Exercise goal:
Please rescale the data below, starting at the line that contains "Target: red fire truck" and stopping after its final line, reproducing every line in that span. Multiply each x,y coordinate in the answers by 1.5 and round to whole numbers, with halves rounded up, leaving all other lines unchanged.

Point placement data:

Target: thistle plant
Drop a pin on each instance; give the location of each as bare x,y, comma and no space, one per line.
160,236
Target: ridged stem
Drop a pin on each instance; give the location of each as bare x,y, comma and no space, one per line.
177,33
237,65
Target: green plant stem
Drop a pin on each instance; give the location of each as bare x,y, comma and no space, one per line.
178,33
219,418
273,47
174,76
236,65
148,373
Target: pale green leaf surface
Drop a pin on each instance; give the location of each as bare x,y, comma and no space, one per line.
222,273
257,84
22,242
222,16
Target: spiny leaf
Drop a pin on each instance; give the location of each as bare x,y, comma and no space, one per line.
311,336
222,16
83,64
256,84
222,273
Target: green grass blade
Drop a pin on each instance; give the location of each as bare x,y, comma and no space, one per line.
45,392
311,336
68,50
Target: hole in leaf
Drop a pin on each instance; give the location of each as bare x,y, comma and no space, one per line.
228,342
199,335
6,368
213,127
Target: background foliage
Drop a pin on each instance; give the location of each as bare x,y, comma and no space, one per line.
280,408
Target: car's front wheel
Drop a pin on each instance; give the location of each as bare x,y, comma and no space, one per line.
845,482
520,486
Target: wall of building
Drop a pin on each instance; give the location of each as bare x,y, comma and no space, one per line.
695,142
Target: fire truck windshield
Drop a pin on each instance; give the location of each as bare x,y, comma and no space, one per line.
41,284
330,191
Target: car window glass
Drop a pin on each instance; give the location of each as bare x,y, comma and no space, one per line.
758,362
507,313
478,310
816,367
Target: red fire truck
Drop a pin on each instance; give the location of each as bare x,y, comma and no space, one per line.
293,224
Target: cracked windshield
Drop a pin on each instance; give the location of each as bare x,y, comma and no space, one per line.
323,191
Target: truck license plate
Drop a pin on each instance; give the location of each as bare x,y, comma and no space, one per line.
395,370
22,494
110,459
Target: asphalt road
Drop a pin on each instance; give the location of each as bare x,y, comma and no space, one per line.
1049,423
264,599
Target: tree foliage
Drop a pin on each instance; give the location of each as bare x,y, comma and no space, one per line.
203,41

Final result:
Target: red fire truck
Drop a pin on each instance; give the location of each as bare x,y, comma and no space, one per line.
440,336
Target: cracked windshield
Drop a pin on each instance; give the location of each as bare x,y, comma and no space, one per line.
485,287
Target: truck license plate
Drop a pin on each instance; give the location of each as bare x,y, comma and no space, one per line.
593,555
33,741
165,689
Target: asphalt road
Drop a pin on each instance; give the location of each as bare x,y, comma and no space, one per line.
1574,635
396,899
Target: tree foliage
Drop a pin on each instance; give the location of each as bare x,y, comma and no space, one per line.
305,62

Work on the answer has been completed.